**Aim of the task:** Each entry below is to be copied verbatim, with no line missing.

(Records for the exercise Opens)

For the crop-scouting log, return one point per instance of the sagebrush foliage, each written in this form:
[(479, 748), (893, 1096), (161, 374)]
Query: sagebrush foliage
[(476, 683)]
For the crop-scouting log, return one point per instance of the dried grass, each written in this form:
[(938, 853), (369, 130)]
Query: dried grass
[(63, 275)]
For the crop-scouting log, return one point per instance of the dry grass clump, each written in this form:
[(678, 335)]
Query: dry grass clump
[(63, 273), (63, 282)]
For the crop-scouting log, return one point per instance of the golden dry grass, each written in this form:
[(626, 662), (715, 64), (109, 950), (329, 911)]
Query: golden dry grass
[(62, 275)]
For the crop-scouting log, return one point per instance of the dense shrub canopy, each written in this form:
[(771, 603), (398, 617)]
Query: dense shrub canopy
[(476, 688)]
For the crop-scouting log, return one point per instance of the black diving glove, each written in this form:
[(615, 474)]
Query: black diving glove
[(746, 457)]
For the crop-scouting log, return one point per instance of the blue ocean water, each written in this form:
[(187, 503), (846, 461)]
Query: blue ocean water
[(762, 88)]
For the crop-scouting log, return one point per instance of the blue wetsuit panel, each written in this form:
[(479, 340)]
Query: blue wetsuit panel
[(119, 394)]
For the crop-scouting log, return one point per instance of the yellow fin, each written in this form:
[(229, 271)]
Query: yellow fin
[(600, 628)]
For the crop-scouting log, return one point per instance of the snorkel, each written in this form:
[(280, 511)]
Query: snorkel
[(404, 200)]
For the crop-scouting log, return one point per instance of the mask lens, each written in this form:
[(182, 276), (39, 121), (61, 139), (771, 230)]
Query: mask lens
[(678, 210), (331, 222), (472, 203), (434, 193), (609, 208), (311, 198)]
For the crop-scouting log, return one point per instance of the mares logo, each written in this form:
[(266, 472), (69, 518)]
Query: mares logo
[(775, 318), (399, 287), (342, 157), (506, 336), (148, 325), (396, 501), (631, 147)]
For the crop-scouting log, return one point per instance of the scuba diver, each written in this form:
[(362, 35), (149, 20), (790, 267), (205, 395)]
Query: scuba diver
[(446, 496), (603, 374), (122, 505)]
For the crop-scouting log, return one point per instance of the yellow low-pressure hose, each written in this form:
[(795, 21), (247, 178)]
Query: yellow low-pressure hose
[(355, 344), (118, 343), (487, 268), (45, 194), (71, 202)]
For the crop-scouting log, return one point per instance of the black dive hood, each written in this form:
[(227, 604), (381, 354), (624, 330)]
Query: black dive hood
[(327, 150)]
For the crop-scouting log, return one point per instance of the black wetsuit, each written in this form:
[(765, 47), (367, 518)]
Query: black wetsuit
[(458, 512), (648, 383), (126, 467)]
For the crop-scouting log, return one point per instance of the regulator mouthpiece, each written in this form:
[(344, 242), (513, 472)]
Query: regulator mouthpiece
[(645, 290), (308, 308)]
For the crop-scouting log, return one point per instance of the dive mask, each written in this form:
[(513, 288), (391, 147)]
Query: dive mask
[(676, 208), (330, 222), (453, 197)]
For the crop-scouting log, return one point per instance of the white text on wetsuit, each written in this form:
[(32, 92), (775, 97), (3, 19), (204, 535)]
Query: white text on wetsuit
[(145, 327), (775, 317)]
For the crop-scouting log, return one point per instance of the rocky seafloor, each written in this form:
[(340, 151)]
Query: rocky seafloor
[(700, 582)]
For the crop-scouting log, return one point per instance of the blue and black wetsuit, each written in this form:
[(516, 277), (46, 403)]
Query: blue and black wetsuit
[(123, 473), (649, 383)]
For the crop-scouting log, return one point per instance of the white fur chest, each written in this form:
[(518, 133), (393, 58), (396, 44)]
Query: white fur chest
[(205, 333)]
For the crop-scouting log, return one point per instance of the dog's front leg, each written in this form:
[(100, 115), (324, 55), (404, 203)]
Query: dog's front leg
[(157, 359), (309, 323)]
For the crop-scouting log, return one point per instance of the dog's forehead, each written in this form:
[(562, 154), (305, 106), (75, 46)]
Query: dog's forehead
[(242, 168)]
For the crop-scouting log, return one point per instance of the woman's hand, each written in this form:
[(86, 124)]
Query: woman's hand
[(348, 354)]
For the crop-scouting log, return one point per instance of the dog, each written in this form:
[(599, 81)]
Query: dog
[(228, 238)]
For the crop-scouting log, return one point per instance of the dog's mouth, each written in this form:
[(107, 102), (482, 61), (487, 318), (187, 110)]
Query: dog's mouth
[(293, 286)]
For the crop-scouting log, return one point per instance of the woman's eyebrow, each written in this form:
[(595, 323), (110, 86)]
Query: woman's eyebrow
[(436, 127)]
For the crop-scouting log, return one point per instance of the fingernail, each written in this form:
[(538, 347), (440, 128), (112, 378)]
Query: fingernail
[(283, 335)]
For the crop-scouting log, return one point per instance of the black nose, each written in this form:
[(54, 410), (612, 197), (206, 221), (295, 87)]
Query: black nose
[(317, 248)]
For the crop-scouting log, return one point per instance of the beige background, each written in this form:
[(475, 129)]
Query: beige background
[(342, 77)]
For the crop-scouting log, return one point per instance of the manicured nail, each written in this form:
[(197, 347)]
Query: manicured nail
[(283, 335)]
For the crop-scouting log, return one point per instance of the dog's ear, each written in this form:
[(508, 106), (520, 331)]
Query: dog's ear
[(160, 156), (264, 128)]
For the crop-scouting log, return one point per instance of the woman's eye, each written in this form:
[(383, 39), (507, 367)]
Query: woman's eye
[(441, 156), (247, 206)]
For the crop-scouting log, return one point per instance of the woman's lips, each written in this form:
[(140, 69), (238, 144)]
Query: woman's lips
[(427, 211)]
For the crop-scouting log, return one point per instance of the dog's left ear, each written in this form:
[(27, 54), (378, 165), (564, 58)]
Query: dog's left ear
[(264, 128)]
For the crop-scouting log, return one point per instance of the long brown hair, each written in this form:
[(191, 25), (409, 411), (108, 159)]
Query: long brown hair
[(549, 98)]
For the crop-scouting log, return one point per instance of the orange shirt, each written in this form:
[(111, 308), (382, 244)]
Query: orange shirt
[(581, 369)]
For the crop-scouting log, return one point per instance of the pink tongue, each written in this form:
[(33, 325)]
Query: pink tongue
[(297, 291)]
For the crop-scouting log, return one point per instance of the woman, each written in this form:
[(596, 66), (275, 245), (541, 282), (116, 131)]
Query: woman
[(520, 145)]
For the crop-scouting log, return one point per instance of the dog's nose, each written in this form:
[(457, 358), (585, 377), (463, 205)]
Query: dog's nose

(Records for the exercise Closes)

**Completed exercise:**
For the crop-scouting log, return one point per instance of the sagebrush foliage, each written in this form:
[(479, 748), (893, 1096), (161, 374)]
Query: sagebrush foliage
[(476, 683)]
For the crop-scouting log, return one point per instance of the dried grass, each written in this form:
[(938, 853), (369, 130)]
Query: dried grass
[(63, 275)]
For the crop-scouting log, return one point per instance of the dry grass clump, each written in this form:
[(678, 335)]
Query: dry grass clump
[(63, 273), (63, 282)]
For the crop-scouting log, return one point per instance of the golden dry grass, each written in this form:
[(626, 662), (715, 64), (109, 950), (329, 911)]
Query: golden dry grass
[(62, 275)]
For the crop-scouting log, return one point per instance of the dense shrub canopy, each written in this form:
[(771, 603), (398, 617)]
Query: dense shrub canopy
[(476, 688)]
For the crop-scouting log, return one point per instance of the black diving glove, each written in this form:
[(615, 474)]
Query: black diving glove
[(746, 457)]
For the crop-scouting log, return one point per instance of the blue ocean water, each written in this form:
[(187, 503), (846, 461)]
Query: blue ocean water
[(762, 88)]
For the crop-scouting log, return one point per instance of the blue wetsuit panel, each written in this form:
[(479, 340)]
Query: blue wetsuit panel
[(119, 394)]
For the crop-scouting log, return one point per instance of the yellow fin, each written in this form:
[(229, 271)]
Query: yellow fin
[(600, 628)]
For the crop-scouting log, return one point per instance of the snorkel, each written in this form:
[(280, 511)]
Query: snorkel
[(404, 200)]
For the crop-scouting log, return one point per instance of the mask lens, each written in this form:
[(182, 276), (39, 121), (61, 139), (771, 230)]
Query: mask lens
[(678, 210), (331, 222), (472, 203), (434, 193), (609, 208), (311, 198)]
For the crop-scouting log, return one point per instance of the mares logo, each written in this form:
[(266, 472), (69, 518)]
Query: mares logo
[(775, 318), (399, 287), (342, 157), (506, 336), (148, 325), (396, 501), (631, 147)]
For the crop-scouting log, return one point per instance of the scuba diver, each written in this form:
[(362, 35), (149, 20), (790, 267), (205, 395)]
Query: scuba diver
[(446, 496), (603, 374), (122, 505)]
For the crop-scouting log, return one point per instance of the yellow low-pressure hose, each written in this form:
[(795, 21), (247, 178)]
Query: yellow low-pressure hose
[(355, 344), (118, 343), (487, 268), (45, 194), (71, 202)]
For the crop-scouting log, return one point per instance of the black dive hood, each written in this form:
[(227, 604), (381, 354), (624, 330)]
Query: black dive hood
[(327, 150)]
For the crop-scouting log, return one point per instance of the black wetsuit, each written in this form:
[(765, 47), (367, 518)]
Query: black wetsuit
[(458, 512), (648, 383), (126, 467)]
For the crop-scouting log, return one point per instance of the regulator mouthpiece, each written in this form:
[(344, 242), (513, 472)]
Query: regulator mouthpiece
[(645, 290), (308, 308)]
For the crop-scouting log, return one point per instance of the dive mask, each written in this form:
[(513, 288), (391, 147)]
Query: dive mask
[(676, 208), (330, 222), (453, 197)]
For the crop-scouting log, return one point per instance of the white text on wetsuit, each written in this form:
[(32, 92), (775, 97), (3, 19), (204, 535)]
Query: white text on wetsuit
[(145, 327), (775, 317)]
For the crop-scouting log, return one point per instance of the rocky seafloor, each written in this form:
[(340, 151)]
Query: rocky seafloor
[(700, 582)]
For the crop-scouting log, return one point per instance of the blue and black wetsuit, each written in this form:
[(516, 277), (46, 403)]
Query: blue and black wetsuit
[(123, 473), (649, 383)]
For the crop-scouting log, return one point per instance of the white fur chest, each written in this form:
[(518, 133), (393, 58), (396, 44)]
Query: white fur chest
[(205, 333)]
For the crop-scouting log, return one point per instance of the dog's front leg, each written in this form:
[(100, 115), (324, 55), (404, 203)]
Query: dog's front leg
[(157, 359), (309, 323)]
For the crop-scouting log, return one point per instance of the dog's forehead, each written in this form:
[(562, 154), (305, 106), (75, 46)]
Query: dog's forehead
[(242, 168)]
For the crop-scouting log, return one point per instance of the woman's hand, each written in this form:
[(86, 124)]
Query: woman's hand
[(348, 354)]
For the crop-scouting log, return one point per instance of the dog, each written in this form:
[(599, 81)]
Query: dog
[(228, 238)]
For the crop-scouting log, return one point per instance of the dog's mouth, each written in this form:
[(107, 102), (482, 61), (487, 318), (187, 110)]
Query: dog's mouth
[(293, 286)]
For the crop-scouting log, return one point per instance of the woman's eyebrow, each written in this form:
[(595, 323), (110, 86)]
Query: woman's eyebrow
[(436, 127)]
For the crop-scouting log, return one point per instance of the fingernail, each written in this form:
[(538, 347), (440, 128), (112, 378)]
Query: fingernail
[(283, 335)]
For the crop-scouting log, return one point per instance of the black nose, each written in this form:
[(54, 410), (612, 197), (206, 221), (295, 87)]
Query: black nose
[(317, 248)]
For the crop-scouting log, return one point per instance of the beige background, each written in this form:
[(475, 129)]
Query: beige background
[(342, 77)]
For the crop-scouting log, return one point per instance of the manicured nail, each written in this form:
[(197, 347)]
Query: manicured nail
[(283, 335)]
For the crop-scouting log, return one point per instance of the dog's ear, each written in this form:
[(508, 106), (520, 331)]
Query: dog's ear
[(160, 156), (264, 128)]
For the crop-scouting log, return one point per instance of the woman's eye, each written in this form:
[(383, 39), (507, 367)]
Query: woman's eye
[(441, 156), (247, 206)]
For the crop-scouting log, return one point per instance of the woman's lips, each written in this form:
[(140, 69), (238, 144)]
Query: woman's lips
[(427, 211)]
For the crop-scouting log, return one point per instance of the dog's left ear, each written in this form:
[(27, 54), (378, 165), (564, 58)]
Query: dog's left ear
[(264, 128)]
For the crop-scouting log, return one point per instance of the long brown hair, each written in this form:
[(191, 25), (409, 411), (108, 159)]
Query: long brown hair
[(549, 98)]
For the crop-scouting log, return one point per instance of the orange shirt, each written in this form:
[(111, 308), (382, 244)]
Query: orange shirt
[(581, 369)]
For the crop-scouting log, return one point per instance of the pink tongue, each written in this form:
[(33, 325)]
Query: pink tongue
[(297, 291)]
For the crop-scouting log, return one point per instance of the woman, each written in this form:
[(596, 66), (275, 245), (541, 282), (116, 131)]
Query: woman
[(520, 145)]
For the crop-scouting log, return one point per instance of the dog's nose, each written in this form:
[(457, 358), (585, 377), (463, 205)]
Query: dog's nose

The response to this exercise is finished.